BRIEF -
If a line in the data has the string "woman", please show it.

===== INPUT DATA

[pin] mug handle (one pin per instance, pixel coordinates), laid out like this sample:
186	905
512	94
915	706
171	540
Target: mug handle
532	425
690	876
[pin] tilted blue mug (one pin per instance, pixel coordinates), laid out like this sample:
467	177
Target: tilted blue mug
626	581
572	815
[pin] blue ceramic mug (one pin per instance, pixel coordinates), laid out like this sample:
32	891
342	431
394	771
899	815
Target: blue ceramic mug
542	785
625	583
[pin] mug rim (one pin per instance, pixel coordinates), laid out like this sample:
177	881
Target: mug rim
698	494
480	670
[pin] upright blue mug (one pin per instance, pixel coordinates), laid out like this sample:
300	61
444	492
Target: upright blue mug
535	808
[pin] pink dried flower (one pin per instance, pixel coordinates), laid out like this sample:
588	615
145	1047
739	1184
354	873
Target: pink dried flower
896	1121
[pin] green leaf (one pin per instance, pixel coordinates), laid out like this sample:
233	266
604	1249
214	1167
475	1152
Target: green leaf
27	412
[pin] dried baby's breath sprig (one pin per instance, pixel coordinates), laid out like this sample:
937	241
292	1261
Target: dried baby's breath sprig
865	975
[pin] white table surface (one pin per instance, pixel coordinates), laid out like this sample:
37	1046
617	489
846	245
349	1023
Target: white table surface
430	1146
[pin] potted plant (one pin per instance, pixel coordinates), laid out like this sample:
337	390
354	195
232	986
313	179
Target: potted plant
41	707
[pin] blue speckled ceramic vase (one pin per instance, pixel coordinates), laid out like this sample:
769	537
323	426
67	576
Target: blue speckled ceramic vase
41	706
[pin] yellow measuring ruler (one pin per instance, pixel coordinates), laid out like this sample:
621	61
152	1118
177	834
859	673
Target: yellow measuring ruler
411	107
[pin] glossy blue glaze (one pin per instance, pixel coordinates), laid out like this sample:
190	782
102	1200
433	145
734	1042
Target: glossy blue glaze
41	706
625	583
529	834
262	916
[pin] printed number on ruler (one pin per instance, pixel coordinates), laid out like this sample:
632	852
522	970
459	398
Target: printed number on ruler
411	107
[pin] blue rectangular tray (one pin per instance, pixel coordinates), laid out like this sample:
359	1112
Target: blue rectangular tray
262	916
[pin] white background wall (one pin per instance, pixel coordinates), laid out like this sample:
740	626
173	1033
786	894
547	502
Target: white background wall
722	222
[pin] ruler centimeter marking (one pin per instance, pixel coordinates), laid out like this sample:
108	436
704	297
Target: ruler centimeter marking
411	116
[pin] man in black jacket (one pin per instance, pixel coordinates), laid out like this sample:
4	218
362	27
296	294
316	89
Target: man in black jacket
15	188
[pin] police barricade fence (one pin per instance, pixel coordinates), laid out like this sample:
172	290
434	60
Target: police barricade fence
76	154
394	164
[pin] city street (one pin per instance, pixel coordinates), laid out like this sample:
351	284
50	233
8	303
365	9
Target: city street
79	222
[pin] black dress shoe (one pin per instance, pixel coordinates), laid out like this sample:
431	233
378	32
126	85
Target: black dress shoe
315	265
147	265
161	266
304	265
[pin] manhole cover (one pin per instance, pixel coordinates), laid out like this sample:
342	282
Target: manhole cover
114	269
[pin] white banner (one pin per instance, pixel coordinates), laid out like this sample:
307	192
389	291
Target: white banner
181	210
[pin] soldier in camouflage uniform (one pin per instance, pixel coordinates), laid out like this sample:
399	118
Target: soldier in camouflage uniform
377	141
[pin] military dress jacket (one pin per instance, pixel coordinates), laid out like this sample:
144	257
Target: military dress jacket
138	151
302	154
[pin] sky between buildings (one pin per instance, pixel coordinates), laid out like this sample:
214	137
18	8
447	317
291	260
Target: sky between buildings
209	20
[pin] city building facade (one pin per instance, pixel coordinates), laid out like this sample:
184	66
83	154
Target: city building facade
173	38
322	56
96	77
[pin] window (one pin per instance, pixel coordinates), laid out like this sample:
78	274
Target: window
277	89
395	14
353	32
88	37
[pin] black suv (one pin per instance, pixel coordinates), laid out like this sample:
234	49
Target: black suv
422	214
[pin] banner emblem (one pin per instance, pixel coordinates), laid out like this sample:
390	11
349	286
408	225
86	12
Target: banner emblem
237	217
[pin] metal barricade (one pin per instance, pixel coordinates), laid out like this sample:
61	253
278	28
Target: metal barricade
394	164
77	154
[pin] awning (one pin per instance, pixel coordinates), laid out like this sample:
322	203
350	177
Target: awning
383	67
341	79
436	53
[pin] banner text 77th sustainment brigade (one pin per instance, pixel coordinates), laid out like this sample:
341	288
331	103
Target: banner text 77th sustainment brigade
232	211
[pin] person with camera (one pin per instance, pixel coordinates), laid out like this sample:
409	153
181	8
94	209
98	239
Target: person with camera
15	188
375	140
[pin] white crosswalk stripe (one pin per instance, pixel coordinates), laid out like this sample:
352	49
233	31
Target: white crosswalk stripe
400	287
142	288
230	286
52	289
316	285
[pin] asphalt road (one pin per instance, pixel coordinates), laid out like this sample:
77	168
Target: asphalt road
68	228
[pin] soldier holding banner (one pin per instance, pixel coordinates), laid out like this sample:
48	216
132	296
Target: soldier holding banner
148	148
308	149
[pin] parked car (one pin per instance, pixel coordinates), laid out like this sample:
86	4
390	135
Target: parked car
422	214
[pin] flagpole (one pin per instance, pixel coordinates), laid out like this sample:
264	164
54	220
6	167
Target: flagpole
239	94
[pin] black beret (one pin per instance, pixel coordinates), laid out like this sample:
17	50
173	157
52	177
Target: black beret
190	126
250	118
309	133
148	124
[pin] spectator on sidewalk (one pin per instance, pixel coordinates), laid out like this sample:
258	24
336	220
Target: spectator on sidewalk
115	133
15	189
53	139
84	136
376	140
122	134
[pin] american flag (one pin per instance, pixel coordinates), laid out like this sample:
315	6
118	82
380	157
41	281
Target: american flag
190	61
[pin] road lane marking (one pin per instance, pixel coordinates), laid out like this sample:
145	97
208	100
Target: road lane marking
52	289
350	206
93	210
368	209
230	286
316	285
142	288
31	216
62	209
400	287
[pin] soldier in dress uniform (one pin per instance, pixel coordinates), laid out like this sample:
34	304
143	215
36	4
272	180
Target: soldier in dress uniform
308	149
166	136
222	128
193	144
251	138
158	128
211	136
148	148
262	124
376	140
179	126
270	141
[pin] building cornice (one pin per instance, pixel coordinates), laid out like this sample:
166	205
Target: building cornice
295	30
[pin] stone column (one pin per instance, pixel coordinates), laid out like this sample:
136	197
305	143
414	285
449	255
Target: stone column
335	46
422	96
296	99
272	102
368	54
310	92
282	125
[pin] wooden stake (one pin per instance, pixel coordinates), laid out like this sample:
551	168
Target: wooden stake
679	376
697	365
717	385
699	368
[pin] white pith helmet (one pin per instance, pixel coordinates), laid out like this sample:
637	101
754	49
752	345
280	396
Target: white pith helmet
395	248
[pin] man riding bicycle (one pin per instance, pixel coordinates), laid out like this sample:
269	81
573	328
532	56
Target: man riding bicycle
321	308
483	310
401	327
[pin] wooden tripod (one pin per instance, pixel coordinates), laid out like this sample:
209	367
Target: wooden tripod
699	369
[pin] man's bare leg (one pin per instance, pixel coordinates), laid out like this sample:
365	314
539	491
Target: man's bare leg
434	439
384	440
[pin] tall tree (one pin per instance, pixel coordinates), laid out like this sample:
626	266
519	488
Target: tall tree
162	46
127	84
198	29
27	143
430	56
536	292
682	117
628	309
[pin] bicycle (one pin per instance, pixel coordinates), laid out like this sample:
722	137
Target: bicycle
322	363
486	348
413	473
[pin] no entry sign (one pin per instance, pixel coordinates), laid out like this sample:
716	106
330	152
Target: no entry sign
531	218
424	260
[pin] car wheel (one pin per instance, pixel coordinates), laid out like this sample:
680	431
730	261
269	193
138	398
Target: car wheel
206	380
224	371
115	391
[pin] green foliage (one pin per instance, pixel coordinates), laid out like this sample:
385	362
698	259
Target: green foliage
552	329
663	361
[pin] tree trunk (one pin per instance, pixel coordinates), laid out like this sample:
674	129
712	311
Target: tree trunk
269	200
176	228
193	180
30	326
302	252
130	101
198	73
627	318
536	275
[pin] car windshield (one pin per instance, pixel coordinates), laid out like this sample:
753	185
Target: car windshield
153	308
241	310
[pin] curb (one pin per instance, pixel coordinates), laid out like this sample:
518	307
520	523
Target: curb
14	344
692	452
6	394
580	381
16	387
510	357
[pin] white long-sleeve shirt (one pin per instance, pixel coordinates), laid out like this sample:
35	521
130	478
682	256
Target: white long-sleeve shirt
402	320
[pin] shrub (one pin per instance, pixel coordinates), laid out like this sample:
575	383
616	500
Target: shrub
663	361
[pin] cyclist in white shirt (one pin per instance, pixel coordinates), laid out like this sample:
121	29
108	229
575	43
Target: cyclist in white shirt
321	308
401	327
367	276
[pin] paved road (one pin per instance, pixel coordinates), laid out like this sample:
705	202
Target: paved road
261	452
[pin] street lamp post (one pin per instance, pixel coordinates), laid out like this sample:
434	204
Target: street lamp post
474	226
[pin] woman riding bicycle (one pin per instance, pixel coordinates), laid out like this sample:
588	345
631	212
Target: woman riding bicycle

==========

FINAL ANSWER -
[pin] woman riding bicycle (one pin per instance, pixel coordinates), laid out like this sample:
Target: woman riding bicycle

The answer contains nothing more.